* What the task asks
Below is a set of records; print all of them exactly as written.

Detection annotation records
:::::
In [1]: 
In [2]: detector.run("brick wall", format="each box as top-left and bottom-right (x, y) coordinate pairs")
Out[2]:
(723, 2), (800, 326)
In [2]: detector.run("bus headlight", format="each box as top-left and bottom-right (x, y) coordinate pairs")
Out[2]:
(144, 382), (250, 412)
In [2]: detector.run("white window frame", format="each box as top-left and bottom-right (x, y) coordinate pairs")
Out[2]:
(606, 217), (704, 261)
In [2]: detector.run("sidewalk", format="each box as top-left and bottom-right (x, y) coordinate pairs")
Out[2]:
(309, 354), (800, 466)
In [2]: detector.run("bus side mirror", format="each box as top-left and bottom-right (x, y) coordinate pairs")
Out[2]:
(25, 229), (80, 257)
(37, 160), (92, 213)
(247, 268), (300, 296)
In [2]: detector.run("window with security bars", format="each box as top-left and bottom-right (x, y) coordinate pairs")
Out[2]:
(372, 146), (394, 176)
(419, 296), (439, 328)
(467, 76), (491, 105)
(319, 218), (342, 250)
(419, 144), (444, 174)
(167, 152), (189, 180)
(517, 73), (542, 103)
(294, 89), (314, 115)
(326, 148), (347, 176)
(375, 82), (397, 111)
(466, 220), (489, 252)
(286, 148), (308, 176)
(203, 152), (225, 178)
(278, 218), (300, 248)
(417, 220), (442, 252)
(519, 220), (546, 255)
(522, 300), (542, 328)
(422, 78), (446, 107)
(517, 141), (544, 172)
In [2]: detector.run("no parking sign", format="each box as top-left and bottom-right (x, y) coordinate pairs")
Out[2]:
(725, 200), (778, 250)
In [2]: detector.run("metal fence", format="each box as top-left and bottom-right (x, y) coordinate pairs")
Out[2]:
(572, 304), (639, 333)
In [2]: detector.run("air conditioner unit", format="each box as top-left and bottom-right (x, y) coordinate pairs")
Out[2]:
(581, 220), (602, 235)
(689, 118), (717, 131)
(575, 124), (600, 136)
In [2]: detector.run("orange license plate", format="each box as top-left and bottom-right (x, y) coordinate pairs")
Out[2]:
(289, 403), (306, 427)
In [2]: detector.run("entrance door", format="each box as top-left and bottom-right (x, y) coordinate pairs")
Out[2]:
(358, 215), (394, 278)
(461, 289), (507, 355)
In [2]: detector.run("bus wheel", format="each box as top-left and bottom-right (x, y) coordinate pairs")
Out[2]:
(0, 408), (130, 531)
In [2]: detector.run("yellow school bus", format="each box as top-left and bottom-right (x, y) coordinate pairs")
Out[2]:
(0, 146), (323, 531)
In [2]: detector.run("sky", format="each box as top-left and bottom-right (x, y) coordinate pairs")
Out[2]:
:::::
* Exercise response
In [1]: 
In [2]: detector.run("brick wall", format="each box as top-left and bottom-right (x, y) coordinate pairs")
Out[2]:
(723, 2), (800, 326)
In [2]: detector.run("bus headlight", format="each box as top-left and bottom-right (x, y) coordinate pairs")
Out[2]:
(144, 382), (250, 412)
In [2]: detector.run("white window frame", format="each box as top-left and bottom-right (x, y) coordinate pairs")
Out[2]:
(606, 217), (704, 261)
In [2]: detector.run("sidewalk", format="each box as top-left and bottom-right (x, y) coordinate pairs")
Out[2]:
(309, 354), (800, 466)
In [2]: detector.run("bus side mirror", format="each box as top-left and bottom-right (x, y) coordinate pairs")
Out[2]:
(25, 229), (80, 257)
(37, 160), (92, 213)
(247, 268), (300, 296)
In [2]: detector.run("window with security bars", format="each box as top-left and bottom-right (x, y) coordinate pairs")
Out[2]:
(372, 146), (394, 176)
(419, 296), (439, 328)
(467, 76), (491, 105)
(319, 218), (342, 250)
(419, 144), (444, 174)
(167, 152), (189, 180)
(517, 73), (542, 103)
(294, 89), (314, 115)
(326, 148), (347, 176)
(375, 82), (397, 111)
(466, 220), (489, 252)
(286, 148), (308, 176)
(203, 152), (225, 178)
(278, 218), (300, 248)
(417, 220), (442, 252)
(519, 220), (546, 255)
(522, 300), (542, 328)
(422, 78), (446, 107)
(517, 141), (544, 172)
In [2]: detector.run("no parking sign", format="each box as top-left and bottom-right (x, y) coordinate pairs")
Out[2]:
(725, 200), (778, 250)
In [2]: detector.run("metal fence", format="each box as top-left and bottom-right (x, y) coordinate pairs")
Out[2]:
(572, 304), (639, 333)
In [2]: detector.run("air conditioner unit", format="each box as top-left and bottom-right (x, y) coordinate pairs")
Out[2]:
(581, 220), (602, 235)
(689, 118), (717, 131)
(575, 124), (600, 136)
In [2]: detector.run("orange license plate", format="each box as top-left and bottom-right (x, y) coordinate pairs")
Out[2]:
(289, 403), (306, 427)
In [2]: detector.run("entrance door", format="each box as top-left and bottom-right (x, y) coordinate pairs")
Out[2]:
(358, 215), (394, 278)
(461, 289), (507, 355)
In [2]: detector.run("bus wheel", format="each box as top-left and bottom-right (x, y) coordinate pairs")
Out[2]:
(0, 408), (130, 531)
In [2]: detector.run("yellow school bus", format="each box as top-left and bottom-right (x, y) coordinate pairs")
Out[2]:
(0, 146), (323, 531)
In [2]: detector.run("sky", format="each box as top-left and bottom-right (x, y) coordinate pairs")
Out[2]:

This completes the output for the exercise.